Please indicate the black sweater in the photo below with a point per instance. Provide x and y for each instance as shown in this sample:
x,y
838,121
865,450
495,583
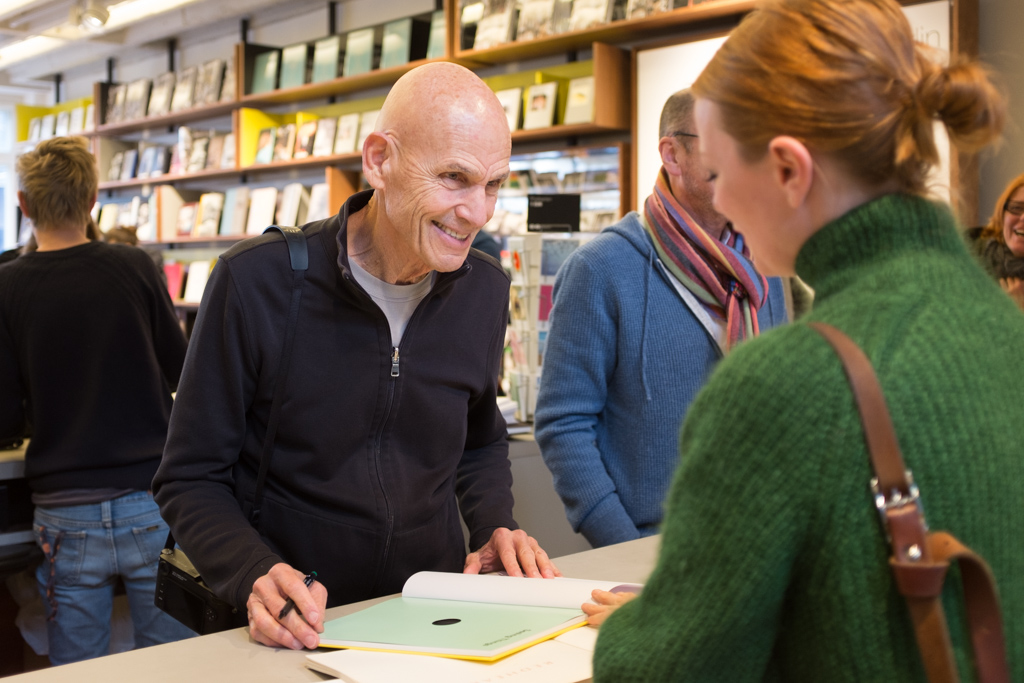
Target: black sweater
x,y
90,350
367,467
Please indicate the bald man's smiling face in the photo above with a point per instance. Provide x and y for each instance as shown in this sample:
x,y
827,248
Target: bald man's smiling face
x,y
440,185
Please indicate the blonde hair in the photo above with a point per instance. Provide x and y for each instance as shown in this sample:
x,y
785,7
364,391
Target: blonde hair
x,y
993,229
846,78
59,182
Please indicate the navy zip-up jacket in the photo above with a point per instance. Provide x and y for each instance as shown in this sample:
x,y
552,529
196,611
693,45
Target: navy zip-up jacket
x,y
370,470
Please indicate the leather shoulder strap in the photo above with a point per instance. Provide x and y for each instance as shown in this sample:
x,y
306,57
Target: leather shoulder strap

----------

◆ Aim ◆
Rewrite all of the data above with each "indicate" changed to "mark" and everything else kept the same. Leave the pictures out.

◆ Completed task ◆
Please mark the black sweater in the photo below with a point per instance. Provide x and y for each instance as shown in this sample:
x,y
838,121
865,450
495,583
Target: black sweater
x,y
90,350
367,467
Please mark the bald man's smiling face in the photo above with a point per instance. Provide x and y for each instance as shown in this sample:
x,y
827,248
Target: bald man's smiling face
x,y
440,185
Please mark the blonde hair in the photo above with a point per instance. Provide x and y for each instance as shown in this sample:
x,y
785,7
364,391
Target: blonde hair
x,y
993,229
846,78
59,182
Please mark the navy zip-up jacket in the photo above with a point per instance. Provide x and y for each instance as shown in this sample:
x,y
552,529
196,611
693,45
Target: navy zip-up jacket
x,y
370,470
Please mark the leather shoulder strap in the photo above with a point per instance. Provide x and y for each instance as shown in this sample:
x,y
306,57
Target: leather shoulder strap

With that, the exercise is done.